## Begin PROVIDED PASSAGE

Yet year after year plans for significant editorial investment and circulation promotion to expand their markets and enhance survival were restricted or postponed so the big earnings could fall to the bottom line. The new media managers' responsibility to the corporation demands that they weigh the payback from using the newspaper's profits to improve the quality of journalism against the potential return on investment from an acquisition or another line of business. And because most newspapers are owned by diversified media companies, the result is that the highly profitable local newspapers in monopoly markets have been financing the international competition among mega-media conglomerates. ABC/Cap Cities, Gannett, Times Mirror and the Tribune Company, among others, have all been scrambling to position themselves for global competition with the likes of Time Warner, Rupert Murdoch and the media giants of Europe.
A typical newspaper purchase of the last two decades occurred in 1986, when the New York venture capital firm of Adler & Shaykin paid $145 million for the struggling Chicago Sun-Times, which was still managing a double-digit cash flow despite a lousy plant and the fact that it was second to the Tribune in circulation. Despite the paper's adequate earnings, no publicly held corporation was interested in acquiring it for the simple reason that the Tribune dominance meant that the Sun-Times would never make the kind of excessive profits Wall Street had come to expect from newspaper-owning corporations.

## End PROVIDED PASSAGE

WHAT IS EXPECTED
According to the passage on newspaper ownership, how much did Adler & Shaykin pay for the Chicago Sun-Times in 1986? The data that comes next is not needed for the task.

## Begin DATA PROVIDED

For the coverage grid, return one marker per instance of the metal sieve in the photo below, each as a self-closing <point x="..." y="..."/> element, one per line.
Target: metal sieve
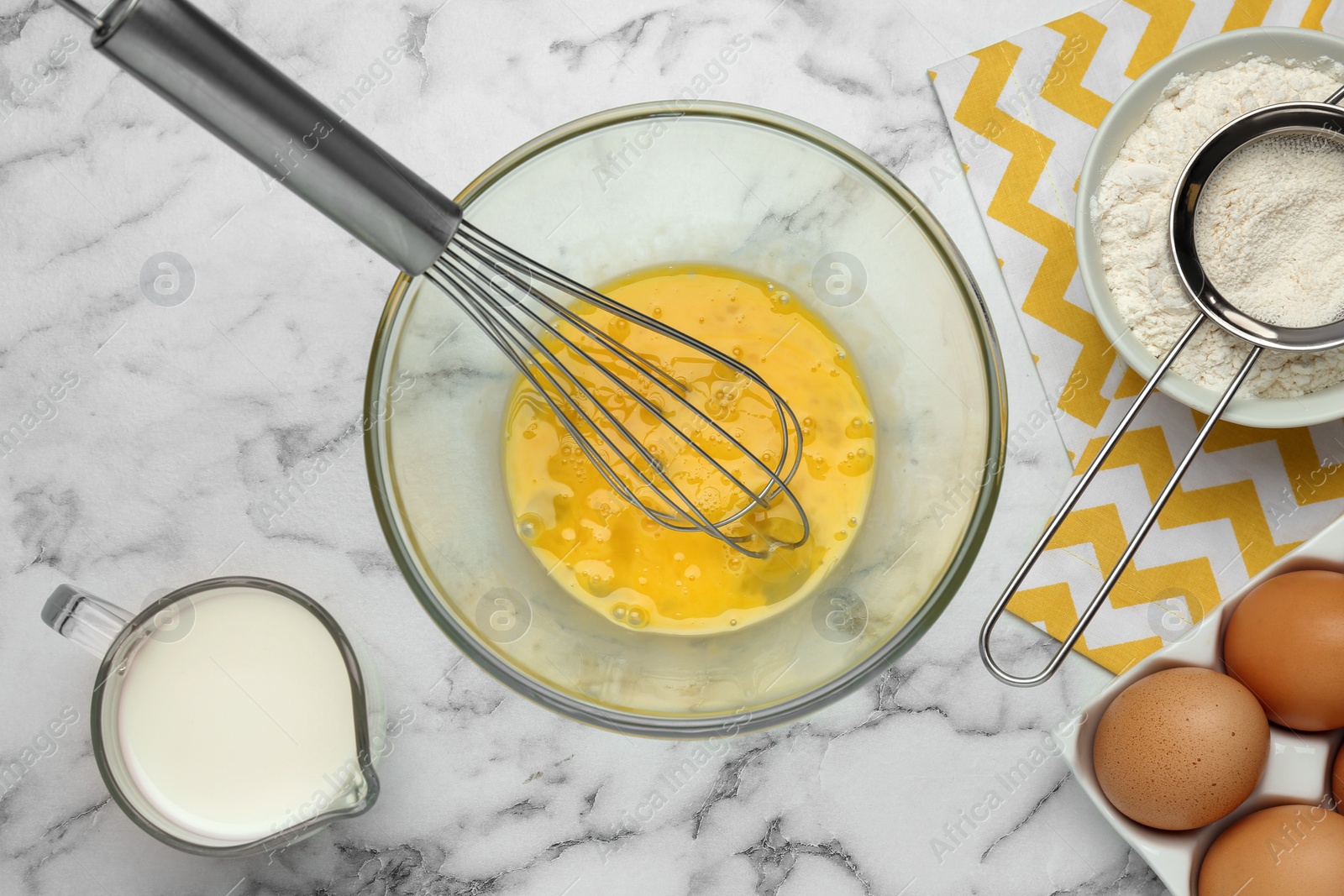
<point x="1287" y="118"/>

## End DATA PROVIDED

FULL ANSWER
$145 million.